> [Stated goal 1] From the entries below, copy out word for word every line from the one containing "Would you point out the plant" through the one containing "Would you point out the pale", including both of those lines.

++++

Sunday, June 24, 2018

Solemnity of the Birth of St. John the Baptist

In 1971 a new rock-musical burst forth Off-Broadway, eventually traveling to Broadway and throughout the world.  It was, and is, very different from most Broadway offerings of the past, and is radically different from today's productions.  After a run of over 2000 performances off-Broadway it went on tour and was eventually made into a movie--though it is better as a stage musical than it is on the screen. Thus "Godspell: A Musical Based on the Gospel of St. Matthew" entered American life.  

Rather than an standard overture the show opens with the sound of the shofar—an appropriate beginning given that Matthew wrote his gospel for a  Jewish-Christian community that would have responded viscerally to its simultaneously haunting and harsh sound.  Then, a lone male voice intones: “Prepare ye the way of the Lord.”  He repeats these words four times.  A soft organ accompaniment enters for repetitions three and four.  Then the organ, electric guitars, drums and the cast explode singing:  PREPARE YE THE WAY OF THE LORD.  The cast dances and sings its way down the aisles and jumps onto the stage all the while continuing the sing.  

Flash forward to the finale, a highly stylized depiction of Jesus' passion, crucifixion, and death on the cross.  Midway through the scene when the tension has become unbearable, one hears a mournful chant sung in a hoarse almost strangled voice, the voice of Jesus: "O God I'm dying."  After a few riffs on the electric guitar one hears, "Oh God I'm dead" as the chorus answers, "Oh God, you're dead."

The women of the chorus then begin softly, “Long live God”  in a variation on the melody of the opening chant. Then the men enter singing "Prepare ye the way of the Lord." The two chants bounce off each other in the manner of medieval antiphonal chant. 

Long live God.
Prepare Ye the Way of the Lord.

The chants augment each other, weaving together until once again 
the guitars, drums, organ, and singers explode in a delirious celebration that ends with the words that began the show: “Prepare ye the way of the Lord.”


Who was this herald? Who was the man who came to be known as John the Baptist?  John was the son of Elizabeth and Zechariah and a relative of some sort to Jesus. He was the herald par excellence.  He was the bridge from Old Testament to New and the voice crying out in the desert. John is the model for all those called to be heralds announcing and proclaiming the Gospel of the Lord, that is all of us in some fashion.  He is the model for those who are called, and accept, the call to prepare the way of the Lord.

++++

> [Stated goal 2] In the piece for the Solemnity of the Birth of St. John the Baptist, what sound opens "Godspell" in place of a standard overture?

> [Task material]

++++

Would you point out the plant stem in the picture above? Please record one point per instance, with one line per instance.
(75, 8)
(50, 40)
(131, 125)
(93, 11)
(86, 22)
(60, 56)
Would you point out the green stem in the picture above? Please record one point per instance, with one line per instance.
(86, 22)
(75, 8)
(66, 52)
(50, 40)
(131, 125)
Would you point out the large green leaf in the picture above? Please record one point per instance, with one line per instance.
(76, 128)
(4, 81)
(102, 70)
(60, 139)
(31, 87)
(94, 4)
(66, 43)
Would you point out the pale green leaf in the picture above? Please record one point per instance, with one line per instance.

++++

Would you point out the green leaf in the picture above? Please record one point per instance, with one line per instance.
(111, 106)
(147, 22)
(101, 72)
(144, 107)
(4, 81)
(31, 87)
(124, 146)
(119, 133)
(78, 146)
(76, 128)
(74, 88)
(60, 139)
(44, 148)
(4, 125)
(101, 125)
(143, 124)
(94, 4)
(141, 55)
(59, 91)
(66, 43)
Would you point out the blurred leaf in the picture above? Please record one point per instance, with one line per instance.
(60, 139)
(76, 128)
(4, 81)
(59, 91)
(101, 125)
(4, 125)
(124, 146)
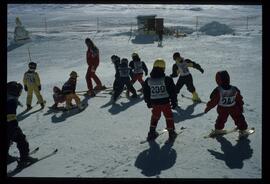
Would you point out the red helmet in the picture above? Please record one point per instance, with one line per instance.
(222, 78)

++++

> [Exercise answer 1]
Would you point out the plant stem in the picture above? Please record one point per instance, with one line per instance.
(75, 8)
(50, 40)
(131, 125)
(93, 11)
(86, 22)
(60, 56)
Would you point out the green stem in the picture above? Please record one point per instance, with one line per instance.
(86, 22)
(75, 8)
(66, 52)
(50, 40)
(131, 125)
Would you point out the large green leaf in the picture above? Please record one point per instance, with one line per instance.
(76, 128)
(4, 81)
(102, 70)
(60, 139)
(31, 87)
(94, 4)
(66, 43)
Would you point out the pale green leaf in the picture above? Please record one point per instance, with one line per instance.

> [Exercise answer 2] The sound of the shofar.